SHORT TASK> Count the lines in the data below that contain the string "pole". Give only the number.

***

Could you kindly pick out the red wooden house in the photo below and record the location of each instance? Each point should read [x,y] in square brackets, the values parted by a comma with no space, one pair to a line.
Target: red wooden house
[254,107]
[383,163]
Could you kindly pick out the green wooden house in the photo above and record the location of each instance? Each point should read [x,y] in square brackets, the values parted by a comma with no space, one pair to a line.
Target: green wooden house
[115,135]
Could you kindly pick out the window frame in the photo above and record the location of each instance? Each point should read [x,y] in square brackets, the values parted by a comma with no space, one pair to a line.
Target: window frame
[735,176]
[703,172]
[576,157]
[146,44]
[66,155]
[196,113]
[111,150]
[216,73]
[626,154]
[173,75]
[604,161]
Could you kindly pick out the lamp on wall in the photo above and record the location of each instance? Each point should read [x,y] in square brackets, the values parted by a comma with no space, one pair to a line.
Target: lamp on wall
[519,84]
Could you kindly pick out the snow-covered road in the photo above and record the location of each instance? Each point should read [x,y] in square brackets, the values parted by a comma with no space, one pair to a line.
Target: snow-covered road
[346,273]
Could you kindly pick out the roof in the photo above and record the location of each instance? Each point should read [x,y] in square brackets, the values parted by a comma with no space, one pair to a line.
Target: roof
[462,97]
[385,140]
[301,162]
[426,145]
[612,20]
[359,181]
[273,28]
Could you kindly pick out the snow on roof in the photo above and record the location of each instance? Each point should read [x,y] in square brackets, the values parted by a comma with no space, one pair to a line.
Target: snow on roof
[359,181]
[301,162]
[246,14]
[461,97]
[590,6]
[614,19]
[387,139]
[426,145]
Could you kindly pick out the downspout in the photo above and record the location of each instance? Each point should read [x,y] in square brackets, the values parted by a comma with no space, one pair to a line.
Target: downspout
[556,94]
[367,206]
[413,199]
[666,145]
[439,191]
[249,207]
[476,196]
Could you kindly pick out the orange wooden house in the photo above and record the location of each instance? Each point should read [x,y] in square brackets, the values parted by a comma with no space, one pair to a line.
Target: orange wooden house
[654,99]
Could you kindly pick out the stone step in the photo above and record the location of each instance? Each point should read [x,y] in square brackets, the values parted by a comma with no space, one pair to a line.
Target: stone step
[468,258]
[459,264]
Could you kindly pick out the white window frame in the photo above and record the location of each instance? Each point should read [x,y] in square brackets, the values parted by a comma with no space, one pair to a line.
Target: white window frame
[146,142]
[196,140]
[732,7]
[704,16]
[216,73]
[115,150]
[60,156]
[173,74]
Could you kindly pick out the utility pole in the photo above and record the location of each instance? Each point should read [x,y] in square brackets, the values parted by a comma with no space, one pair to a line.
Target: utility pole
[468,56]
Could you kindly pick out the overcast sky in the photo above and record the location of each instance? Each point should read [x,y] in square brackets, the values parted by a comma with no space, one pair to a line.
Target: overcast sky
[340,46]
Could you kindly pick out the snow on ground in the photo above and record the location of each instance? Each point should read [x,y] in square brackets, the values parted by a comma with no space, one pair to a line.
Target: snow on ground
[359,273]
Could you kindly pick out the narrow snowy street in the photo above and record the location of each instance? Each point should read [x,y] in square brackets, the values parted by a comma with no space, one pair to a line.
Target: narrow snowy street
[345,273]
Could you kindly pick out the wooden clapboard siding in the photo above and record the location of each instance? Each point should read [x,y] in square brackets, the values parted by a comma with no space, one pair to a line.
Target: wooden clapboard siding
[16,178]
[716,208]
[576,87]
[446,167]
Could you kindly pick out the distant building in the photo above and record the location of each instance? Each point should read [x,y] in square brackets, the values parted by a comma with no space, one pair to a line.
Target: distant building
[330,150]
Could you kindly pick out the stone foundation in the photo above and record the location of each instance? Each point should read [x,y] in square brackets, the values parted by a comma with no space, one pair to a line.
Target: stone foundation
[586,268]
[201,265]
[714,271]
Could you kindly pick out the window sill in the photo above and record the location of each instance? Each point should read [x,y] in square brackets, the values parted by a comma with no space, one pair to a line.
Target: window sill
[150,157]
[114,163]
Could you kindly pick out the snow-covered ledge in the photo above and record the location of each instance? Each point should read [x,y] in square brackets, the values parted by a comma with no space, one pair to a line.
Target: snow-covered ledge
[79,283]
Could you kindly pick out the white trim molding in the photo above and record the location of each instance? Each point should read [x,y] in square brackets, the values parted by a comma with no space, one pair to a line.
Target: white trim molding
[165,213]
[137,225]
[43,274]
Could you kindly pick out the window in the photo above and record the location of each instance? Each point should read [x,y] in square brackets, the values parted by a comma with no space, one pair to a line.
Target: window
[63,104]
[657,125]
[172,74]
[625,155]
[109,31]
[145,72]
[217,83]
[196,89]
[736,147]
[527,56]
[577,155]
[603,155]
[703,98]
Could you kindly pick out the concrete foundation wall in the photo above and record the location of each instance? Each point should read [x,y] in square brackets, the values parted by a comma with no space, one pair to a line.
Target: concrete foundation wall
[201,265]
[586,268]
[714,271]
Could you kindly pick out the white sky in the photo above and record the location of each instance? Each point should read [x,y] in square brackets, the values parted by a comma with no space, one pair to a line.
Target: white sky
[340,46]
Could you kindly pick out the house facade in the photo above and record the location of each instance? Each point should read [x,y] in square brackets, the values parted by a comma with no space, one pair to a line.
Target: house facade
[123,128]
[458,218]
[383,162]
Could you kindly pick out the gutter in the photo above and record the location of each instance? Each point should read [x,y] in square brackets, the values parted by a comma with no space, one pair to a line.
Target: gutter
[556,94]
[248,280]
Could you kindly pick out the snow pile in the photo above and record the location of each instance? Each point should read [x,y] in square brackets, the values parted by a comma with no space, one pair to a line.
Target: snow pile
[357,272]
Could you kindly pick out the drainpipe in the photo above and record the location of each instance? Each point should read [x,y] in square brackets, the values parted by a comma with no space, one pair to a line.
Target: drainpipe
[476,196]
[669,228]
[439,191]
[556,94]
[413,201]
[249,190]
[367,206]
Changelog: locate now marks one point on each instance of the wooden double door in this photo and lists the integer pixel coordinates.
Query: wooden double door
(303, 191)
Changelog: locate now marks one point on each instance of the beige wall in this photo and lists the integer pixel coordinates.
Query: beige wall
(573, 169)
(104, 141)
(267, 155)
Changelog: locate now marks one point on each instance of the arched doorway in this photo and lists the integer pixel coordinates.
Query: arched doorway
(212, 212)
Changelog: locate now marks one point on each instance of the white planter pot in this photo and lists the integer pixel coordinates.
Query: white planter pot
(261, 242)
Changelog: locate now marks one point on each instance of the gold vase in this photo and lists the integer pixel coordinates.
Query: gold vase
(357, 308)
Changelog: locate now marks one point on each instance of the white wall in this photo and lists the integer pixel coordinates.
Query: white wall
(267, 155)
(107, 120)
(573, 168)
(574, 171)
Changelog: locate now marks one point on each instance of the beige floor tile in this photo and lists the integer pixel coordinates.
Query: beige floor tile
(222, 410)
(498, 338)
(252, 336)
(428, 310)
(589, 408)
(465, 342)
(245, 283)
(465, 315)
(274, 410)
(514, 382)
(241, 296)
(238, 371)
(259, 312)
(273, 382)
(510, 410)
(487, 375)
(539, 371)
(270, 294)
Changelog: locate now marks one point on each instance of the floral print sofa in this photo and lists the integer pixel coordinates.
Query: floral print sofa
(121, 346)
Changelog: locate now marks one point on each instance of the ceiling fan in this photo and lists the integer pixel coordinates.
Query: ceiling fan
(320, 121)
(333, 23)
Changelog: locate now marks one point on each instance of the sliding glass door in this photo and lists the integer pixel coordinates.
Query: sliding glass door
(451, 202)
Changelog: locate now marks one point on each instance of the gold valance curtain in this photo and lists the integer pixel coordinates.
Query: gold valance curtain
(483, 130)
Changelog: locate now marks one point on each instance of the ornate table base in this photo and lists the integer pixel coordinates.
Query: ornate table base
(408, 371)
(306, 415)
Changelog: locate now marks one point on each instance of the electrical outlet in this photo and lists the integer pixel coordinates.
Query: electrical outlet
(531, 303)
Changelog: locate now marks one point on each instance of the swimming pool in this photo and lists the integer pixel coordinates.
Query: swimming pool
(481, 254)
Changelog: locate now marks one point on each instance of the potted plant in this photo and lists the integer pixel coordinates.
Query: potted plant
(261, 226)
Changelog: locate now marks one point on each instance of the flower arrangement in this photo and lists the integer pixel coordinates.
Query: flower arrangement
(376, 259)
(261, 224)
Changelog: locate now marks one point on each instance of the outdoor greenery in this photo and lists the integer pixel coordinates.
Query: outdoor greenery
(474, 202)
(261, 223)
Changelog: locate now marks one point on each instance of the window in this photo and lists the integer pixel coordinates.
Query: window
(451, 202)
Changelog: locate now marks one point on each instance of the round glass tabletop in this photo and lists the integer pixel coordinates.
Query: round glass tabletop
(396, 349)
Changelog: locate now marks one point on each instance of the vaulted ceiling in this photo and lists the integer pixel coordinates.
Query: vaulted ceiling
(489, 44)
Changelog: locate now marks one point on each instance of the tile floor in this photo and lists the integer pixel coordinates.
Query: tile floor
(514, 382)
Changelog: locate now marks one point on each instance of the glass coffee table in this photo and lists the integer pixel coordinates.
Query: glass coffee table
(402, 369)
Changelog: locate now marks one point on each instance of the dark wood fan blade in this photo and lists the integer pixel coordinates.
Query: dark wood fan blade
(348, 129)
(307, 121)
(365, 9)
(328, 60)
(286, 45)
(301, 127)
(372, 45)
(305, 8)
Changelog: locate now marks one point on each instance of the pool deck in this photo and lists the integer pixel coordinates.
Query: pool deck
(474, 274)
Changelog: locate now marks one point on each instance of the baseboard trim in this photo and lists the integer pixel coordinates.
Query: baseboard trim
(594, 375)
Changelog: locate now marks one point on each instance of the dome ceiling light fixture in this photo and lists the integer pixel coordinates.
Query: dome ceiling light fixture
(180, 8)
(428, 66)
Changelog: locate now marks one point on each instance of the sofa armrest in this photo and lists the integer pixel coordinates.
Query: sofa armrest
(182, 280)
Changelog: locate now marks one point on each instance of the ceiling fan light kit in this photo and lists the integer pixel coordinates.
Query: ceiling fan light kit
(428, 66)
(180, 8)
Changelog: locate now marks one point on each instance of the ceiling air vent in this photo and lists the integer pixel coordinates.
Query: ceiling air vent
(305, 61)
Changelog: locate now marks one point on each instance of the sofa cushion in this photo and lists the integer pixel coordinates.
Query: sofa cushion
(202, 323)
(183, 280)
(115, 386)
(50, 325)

***

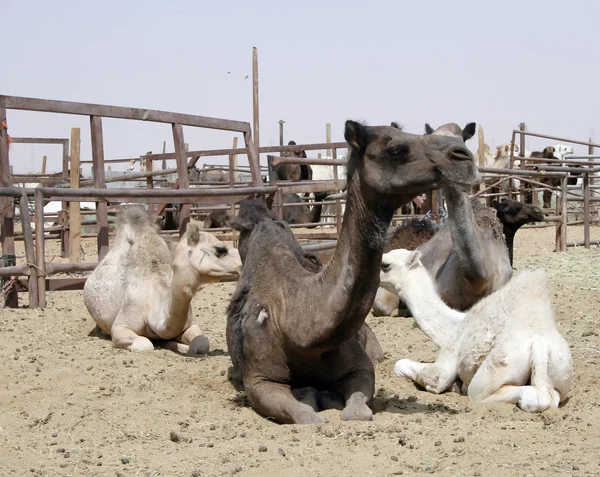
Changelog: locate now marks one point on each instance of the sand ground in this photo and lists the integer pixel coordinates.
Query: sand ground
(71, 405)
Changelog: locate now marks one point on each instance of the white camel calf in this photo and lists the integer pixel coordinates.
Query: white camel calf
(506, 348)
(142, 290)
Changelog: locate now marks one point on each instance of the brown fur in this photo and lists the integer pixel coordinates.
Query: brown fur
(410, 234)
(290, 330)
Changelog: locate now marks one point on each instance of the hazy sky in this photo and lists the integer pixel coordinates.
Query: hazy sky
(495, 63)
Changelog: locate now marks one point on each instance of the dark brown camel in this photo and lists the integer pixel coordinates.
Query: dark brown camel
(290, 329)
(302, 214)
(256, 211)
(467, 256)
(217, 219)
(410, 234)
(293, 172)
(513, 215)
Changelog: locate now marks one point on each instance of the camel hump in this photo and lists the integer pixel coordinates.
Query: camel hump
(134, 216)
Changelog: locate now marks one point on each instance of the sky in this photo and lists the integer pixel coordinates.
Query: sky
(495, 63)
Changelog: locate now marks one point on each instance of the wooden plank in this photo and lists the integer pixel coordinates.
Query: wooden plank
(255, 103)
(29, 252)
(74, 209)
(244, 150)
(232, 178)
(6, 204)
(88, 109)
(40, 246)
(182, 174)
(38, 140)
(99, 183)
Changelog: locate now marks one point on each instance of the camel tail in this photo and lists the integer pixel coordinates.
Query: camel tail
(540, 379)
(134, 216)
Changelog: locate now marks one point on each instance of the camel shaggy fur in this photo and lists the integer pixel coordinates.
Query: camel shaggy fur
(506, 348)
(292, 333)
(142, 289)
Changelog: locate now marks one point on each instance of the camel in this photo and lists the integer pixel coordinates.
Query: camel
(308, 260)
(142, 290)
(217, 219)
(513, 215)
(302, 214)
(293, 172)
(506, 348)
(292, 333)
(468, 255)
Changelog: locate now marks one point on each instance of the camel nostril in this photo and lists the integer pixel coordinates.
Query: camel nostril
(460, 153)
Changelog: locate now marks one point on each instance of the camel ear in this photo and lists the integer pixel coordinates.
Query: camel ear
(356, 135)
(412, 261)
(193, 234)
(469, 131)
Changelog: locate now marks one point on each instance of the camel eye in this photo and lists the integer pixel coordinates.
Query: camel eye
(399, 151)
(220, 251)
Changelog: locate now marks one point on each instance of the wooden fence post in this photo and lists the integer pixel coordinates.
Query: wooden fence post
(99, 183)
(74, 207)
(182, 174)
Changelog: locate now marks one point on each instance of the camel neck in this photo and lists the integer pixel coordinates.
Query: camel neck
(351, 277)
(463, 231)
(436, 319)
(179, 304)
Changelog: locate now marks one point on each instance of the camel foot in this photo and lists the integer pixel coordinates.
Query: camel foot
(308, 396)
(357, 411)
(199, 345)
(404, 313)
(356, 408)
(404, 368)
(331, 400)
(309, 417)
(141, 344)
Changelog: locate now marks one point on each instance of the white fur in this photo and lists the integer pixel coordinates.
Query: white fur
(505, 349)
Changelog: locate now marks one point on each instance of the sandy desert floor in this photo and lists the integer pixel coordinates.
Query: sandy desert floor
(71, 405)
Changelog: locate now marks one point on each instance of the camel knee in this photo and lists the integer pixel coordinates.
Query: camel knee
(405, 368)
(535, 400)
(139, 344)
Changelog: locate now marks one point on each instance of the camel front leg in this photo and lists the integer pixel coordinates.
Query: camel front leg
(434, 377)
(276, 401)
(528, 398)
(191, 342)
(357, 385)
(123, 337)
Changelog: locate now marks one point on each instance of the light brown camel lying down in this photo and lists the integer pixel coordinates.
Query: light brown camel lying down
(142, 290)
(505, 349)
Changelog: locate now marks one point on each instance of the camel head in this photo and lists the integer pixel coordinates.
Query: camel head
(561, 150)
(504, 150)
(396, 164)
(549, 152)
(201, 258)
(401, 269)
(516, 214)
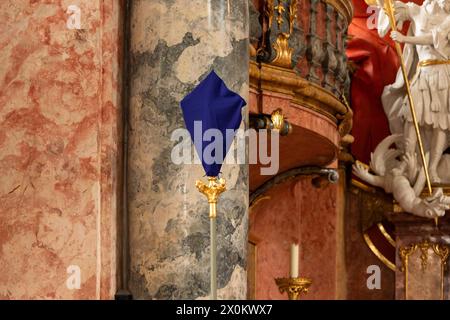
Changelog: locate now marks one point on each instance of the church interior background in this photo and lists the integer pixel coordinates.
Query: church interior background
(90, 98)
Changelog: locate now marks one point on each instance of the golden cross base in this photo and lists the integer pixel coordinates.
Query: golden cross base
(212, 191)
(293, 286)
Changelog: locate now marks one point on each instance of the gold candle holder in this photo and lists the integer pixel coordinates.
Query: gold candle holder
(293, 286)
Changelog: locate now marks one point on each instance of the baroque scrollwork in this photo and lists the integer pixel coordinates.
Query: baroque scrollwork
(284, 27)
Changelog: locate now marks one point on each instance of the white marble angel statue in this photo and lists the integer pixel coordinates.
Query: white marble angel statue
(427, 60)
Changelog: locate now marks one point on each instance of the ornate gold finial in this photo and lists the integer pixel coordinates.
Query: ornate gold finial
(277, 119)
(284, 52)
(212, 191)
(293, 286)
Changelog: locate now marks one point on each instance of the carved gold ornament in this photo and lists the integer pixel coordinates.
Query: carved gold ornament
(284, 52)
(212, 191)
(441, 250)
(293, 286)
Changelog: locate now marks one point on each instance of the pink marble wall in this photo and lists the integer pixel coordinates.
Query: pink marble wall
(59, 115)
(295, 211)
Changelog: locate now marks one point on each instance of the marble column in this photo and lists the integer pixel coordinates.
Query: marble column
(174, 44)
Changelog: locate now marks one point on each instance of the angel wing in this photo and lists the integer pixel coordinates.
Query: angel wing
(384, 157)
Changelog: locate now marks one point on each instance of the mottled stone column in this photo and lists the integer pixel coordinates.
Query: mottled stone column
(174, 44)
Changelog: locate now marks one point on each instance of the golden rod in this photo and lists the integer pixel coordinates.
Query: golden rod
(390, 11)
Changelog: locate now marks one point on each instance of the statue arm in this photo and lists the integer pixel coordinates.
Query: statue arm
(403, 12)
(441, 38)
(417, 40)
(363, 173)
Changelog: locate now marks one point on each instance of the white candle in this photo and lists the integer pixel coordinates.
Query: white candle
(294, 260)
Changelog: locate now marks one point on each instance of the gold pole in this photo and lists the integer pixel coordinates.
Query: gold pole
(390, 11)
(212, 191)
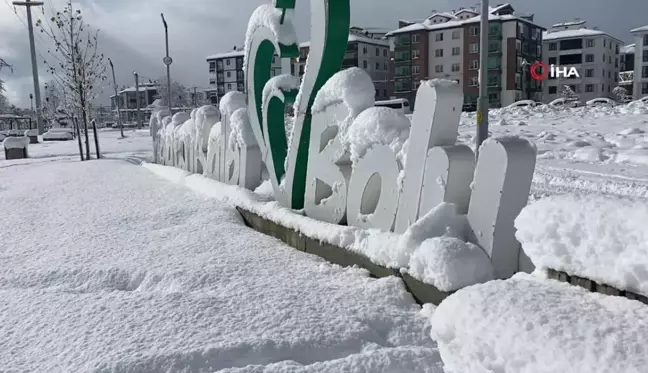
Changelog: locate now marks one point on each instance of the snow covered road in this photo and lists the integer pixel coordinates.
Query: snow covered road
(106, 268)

***

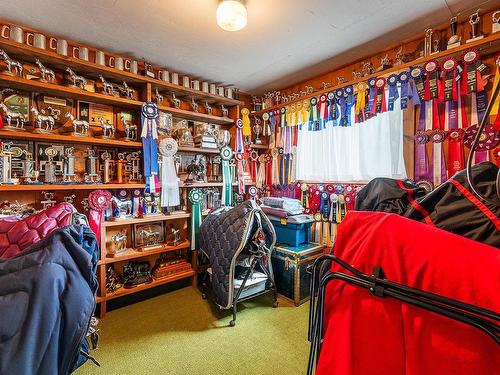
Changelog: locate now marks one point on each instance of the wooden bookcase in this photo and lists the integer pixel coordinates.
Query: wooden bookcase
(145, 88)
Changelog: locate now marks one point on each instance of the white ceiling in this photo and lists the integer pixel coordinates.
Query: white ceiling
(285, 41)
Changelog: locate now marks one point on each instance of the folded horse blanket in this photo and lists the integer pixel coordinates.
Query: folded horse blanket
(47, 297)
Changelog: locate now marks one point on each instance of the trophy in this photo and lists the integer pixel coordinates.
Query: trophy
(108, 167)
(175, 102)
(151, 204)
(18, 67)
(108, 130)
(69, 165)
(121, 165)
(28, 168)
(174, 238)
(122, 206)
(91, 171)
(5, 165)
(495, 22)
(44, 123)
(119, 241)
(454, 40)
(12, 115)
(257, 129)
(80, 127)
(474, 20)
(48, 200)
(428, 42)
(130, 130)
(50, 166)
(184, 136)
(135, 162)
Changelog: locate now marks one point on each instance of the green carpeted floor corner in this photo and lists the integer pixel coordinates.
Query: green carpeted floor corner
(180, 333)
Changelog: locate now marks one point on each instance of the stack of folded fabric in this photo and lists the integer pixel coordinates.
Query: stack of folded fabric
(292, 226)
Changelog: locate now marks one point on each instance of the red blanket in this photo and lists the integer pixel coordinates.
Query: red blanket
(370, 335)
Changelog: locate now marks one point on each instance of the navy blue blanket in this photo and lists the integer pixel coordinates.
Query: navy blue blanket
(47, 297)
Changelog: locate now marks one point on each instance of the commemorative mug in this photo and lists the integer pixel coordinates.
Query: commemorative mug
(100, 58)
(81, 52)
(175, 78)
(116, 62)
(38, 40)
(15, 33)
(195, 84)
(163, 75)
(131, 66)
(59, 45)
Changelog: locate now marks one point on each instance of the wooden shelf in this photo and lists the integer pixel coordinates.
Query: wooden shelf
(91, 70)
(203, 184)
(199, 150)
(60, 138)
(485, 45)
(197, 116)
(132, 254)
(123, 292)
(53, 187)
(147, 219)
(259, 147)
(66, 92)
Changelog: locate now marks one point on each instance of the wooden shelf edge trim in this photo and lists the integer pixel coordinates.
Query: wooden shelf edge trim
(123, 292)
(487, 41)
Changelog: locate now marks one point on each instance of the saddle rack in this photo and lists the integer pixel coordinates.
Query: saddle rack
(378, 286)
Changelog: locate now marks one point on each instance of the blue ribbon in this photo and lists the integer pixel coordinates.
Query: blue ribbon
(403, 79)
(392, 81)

***

SOLVED EXERCISE> 4